Exercise instructions:
Could you update the data from the line containing "of the icing" through the line containing "<point>341,1181</point>", both included, so that "icing button" becomes "frosting button" and nothing else changes?

[Data excerpts on pointing at objects]
------------------------------------
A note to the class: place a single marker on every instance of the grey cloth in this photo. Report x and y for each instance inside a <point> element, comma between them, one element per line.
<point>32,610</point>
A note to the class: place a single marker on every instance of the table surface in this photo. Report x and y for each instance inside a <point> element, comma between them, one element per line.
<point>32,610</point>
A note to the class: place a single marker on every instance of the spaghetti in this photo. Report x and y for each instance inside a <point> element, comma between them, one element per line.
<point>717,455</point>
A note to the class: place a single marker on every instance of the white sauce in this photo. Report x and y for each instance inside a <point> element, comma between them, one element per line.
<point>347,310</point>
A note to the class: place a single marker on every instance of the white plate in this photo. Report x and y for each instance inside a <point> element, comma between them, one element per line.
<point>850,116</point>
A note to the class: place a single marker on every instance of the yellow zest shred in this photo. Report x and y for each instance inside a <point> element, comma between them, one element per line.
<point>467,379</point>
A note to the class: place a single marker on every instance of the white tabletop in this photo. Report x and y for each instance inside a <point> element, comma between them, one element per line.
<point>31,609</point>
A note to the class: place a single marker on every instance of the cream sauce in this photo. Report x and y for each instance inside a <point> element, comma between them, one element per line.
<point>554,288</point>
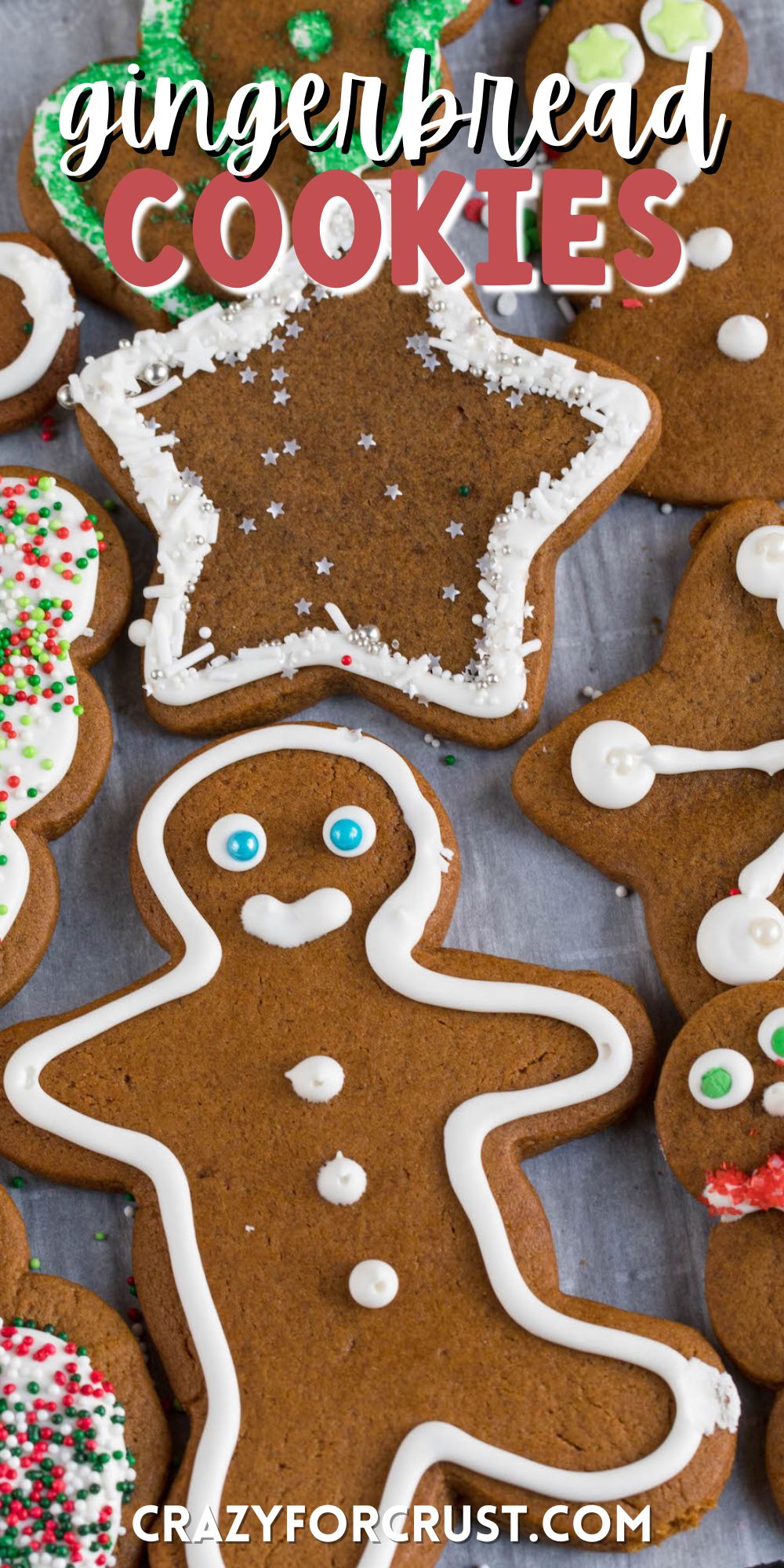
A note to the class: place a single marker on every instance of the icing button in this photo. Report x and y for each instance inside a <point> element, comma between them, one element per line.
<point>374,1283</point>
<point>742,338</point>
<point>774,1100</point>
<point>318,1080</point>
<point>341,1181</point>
------------------------------------
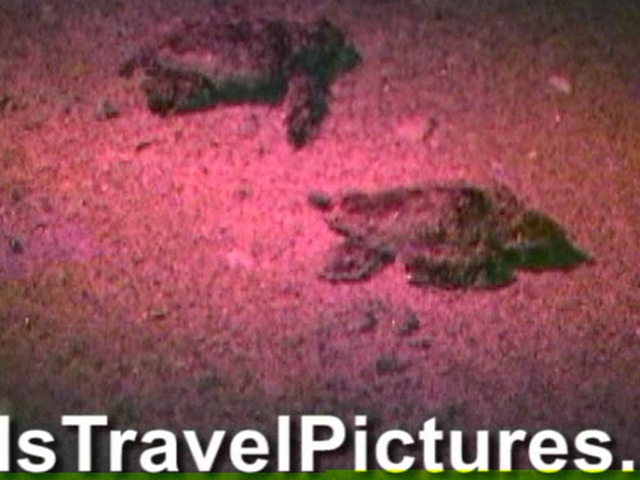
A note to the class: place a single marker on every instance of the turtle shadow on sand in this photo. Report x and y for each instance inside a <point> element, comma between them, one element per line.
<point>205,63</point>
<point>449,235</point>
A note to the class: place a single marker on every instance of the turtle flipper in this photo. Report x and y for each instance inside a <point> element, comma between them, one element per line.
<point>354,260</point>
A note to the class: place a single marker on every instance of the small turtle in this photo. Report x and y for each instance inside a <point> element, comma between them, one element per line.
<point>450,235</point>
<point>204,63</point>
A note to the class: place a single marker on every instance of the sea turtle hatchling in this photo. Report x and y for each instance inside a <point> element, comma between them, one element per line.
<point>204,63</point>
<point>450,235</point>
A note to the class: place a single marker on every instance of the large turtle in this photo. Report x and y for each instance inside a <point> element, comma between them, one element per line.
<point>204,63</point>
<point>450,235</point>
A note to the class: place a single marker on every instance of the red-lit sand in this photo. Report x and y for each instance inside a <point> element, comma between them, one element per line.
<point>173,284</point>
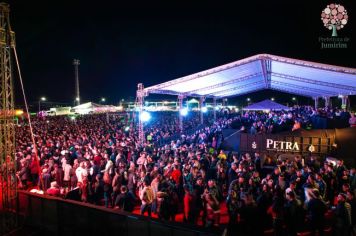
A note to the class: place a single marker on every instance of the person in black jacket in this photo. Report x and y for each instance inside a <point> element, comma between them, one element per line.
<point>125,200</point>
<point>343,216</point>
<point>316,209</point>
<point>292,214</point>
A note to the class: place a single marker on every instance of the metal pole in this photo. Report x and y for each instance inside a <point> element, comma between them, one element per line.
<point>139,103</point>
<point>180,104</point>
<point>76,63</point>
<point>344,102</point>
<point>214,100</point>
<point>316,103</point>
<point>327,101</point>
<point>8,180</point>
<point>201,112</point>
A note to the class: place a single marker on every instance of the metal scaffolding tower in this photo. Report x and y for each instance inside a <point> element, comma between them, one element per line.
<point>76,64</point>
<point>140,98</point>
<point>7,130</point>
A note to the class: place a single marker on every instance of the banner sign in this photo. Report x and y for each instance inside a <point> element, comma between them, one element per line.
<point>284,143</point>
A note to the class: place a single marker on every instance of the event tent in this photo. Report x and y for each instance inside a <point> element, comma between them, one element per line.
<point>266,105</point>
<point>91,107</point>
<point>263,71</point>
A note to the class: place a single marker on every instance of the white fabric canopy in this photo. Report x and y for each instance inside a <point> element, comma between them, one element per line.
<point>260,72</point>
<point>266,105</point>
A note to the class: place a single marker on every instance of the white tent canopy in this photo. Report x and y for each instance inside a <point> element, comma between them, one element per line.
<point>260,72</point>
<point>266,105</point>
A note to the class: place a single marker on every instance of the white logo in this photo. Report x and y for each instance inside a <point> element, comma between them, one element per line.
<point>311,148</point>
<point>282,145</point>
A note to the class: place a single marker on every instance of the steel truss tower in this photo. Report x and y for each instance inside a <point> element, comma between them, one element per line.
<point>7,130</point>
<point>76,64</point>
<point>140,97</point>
------------------------------------
Problem solution:
A note to the class: place a single marker on every instance of the frosting button in this photo. Report x and y for each instance inside a <point> element, comma between them, one element per line.
<point>374,1283</point>
<point>742,338</point>
<point>774,1100</point>
<point>318,1080</point>
<point>341,1181</point>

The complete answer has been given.